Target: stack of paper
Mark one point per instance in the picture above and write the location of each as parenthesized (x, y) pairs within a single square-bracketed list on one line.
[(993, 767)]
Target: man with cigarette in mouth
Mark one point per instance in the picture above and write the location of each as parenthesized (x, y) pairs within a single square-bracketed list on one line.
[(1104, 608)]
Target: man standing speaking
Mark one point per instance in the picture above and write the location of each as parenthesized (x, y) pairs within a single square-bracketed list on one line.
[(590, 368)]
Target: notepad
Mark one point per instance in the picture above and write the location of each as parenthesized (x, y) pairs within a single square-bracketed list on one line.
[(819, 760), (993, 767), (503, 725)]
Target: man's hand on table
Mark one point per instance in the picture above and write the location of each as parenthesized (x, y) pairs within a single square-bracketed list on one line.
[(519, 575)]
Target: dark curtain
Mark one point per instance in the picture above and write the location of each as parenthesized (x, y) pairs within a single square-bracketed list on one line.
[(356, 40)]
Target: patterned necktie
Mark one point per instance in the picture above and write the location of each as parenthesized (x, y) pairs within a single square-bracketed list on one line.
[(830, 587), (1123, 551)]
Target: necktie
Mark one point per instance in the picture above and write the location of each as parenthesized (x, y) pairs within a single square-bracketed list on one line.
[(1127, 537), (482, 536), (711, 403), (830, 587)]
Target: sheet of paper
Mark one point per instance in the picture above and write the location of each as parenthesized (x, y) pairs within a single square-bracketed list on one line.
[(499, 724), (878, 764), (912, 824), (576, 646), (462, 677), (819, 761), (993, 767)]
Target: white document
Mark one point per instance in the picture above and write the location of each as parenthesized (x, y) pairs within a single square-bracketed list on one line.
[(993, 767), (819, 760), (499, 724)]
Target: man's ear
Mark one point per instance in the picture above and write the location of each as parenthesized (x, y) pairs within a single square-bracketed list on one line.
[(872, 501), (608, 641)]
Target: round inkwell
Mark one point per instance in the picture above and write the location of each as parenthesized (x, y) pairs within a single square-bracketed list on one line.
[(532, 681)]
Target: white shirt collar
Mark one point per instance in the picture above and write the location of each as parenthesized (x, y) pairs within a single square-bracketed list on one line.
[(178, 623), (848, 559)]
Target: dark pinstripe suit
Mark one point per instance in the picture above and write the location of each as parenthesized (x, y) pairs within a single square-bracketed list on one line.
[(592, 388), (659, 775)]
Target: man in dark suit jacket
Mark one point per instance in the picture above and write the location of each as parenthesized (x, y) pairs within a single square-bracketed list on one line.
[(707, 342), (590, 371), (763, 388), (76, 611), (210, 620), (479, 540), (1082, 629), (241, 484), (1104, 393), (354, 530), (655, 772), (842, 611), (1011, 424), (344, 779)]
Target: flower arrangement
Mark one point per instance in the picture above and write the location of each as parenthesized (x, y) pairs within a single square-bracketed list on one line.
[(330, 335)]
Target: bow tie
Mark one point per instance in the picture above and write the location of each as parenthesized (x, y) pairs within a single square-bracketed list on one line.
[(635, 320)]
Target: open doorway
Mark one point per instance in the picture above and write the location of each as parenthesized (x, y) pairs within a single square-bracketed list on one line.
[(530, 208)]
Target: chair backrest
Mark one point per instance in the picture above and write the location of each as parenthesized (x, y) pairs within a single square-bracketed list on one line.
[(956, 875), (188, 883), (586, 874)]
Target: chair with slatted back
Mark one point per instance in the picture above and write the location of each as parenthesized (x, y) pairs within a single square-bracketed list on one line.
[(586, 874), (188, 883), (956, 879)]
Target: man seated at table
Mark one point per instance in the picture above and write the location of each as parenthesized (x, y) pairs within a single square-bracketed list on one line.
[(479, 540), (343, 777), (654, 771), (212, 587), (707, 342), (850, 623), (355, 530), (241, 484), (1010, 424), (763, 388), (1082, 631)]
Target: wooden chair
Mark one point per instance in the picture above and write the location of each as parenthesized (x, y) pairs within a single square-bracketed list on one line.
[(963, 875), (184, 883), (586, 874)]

_Instructions to follow_: Every line above should be printed again exactly as it stands.

_Exercise answer_:
Target: stack of paper
Mark one point per instance in the picture above and write the location of each as parenthesized (x, y) pairs within a single square-bracketed list on one line.
[(993, 767)]
Target: man with cigarette in mouth
Mark one point per instance in the picture above and write the location of each as parenthesized (x, y) pairs within a single square-bracketed list on one line.
[(1104, 608)]
Target: man standing speaking
Mark one point per instance in the picture above and write the location of each as parenthesized (x, y) pairs within a single square-bracketed list on one line.
[(590, 368)]
Target: notepad
Mark one point per instance in the picture above and write the location of each as parenthesized (x, y) pairs within a single square-bracketed list on one line.
[(819, 760), (993, 767), (503, 725)]
Target: man's hand on table
Mark one point per instance in the picture above and write the location of each as parenthesized (x, y) pairs within a single square-bracketed list on one line.
[(519, 575)]
Target: dark curtain
Mark one point per instance in the picture above and write the location of each as parenthesized (x, y) pairs within a single square-bracketed list on one line.
[(356, 40)]
Target: patterned necktie
Mark one point per instance in the picture above and write the location of each as parenthesized (x, y) pairs within a single square-bracketed list on one line.
[(830, 587), (1123, 551)]
Target: necktie
Mark one point per instance in the picture above and write the location of each as parenthesized (x, y) pairs within a single square-bracketed list on one line.
[(1127, 537), (482, 536), (711, 403), (830, 587)]
Target: sheet of paper
Mark one point per instance in the picture above and write the location of each as parenthesized (x, y) pairs within a single square-bracketed list on one line.
[(499, 724), (878, 764), (912, 824), (576, 646), (462, 677), (819, 761), (993, 767)]
Target: white document
Mark one point per instance in the picture above and write the location of each as parenthesized (x, y) pairs within a single square-bracketed list on one line.
[(993, 767), (819, 760), (499, 724)]
Target: man's ear
Mark one point per instance in the picture above and write the location of each as parenthesized (x, y) pairs within a single square-bracketed list on one line.
[(872, 501), (608, 641)]
Target: round inkwell
Mark one point per instance in the picture above and write the location of each as parenthesized (x, y) pairs within a single square-bracketed list on one line.
[(532, 681)]
Target: white shirt collar
Mark one point per instance in the picture above and write the location of each as parenthesized (x, y) pairs within a single square-bracketed list on one line.
[(178, 623), (848, 559)]
Target: dark pinstripe suit
Mark one point per instance in the picture above and write the location of each as parenthesized (x, y) pairs within a single square-bracketed list on one line.
[(592, 388), (659, 775)]
Target: man in dark suit jacket
Mark one point per instance in the picture above and write the location of each as parenthesized (x, y) pairs within a single square-bracketed list on one line.
[(707, 342), (590, 371), (763, 388), (76, 611), (210, 620), (479, 540), (1082, 629), (241, 484), (1104, 393), (354, 530), (655, 772), (842, 611), (1011, 424), (344, 779)]
Target: flower arrangement
Mark one point per instance in the picture above and write the location of each as parenthesized (x, y) pairs within a single square-bracketed list on one line.
[(330, 335)]
Target: bow tie
Mark one point per instance in the picture above and write the location of each as parenthesized (x, y) pairs within a single square-bracketed list on one line.
[(635, 320)]
Target: open doorway
Mark one point per instance in the picture above and write the location of each as parenthesized (x, y) pairs within a single square-bracketed list on one line.
[(530, 208)]
Target: chair backrest
Mark one point per instance in the picture above and write the location of each as parenthesized (x, y) pairs within a single square-bracketed list on one line.
[(956, 875), (188, 883), (586, 874)]
Target: chair with slatted back
Mark one point per instance in the picture above and write the location of each as parenthesized (x, y) pairs within a single square-bracketed list on one line.
[(586, 874), (188, 883), (956, 879)]
Target: man seated at table
Mark one point per instance in the picture above and write the location of each as parenthesized (x, y) pairs within a single square-bracketed list on one line.
[(479, 540), (343, 777), (654, 771), (212, 587), (707, 342), (850, 623), (355, 530), (241, 484), (1010, 424), (763, 388), (1082, 631)]
Target: wooden chair
Mark one point per instance in the picture above and write the location of each as parenthesized (x, y) pairs within a single square-bracketed list on one line.
[(963, 875), (184, 883), (586, 874)]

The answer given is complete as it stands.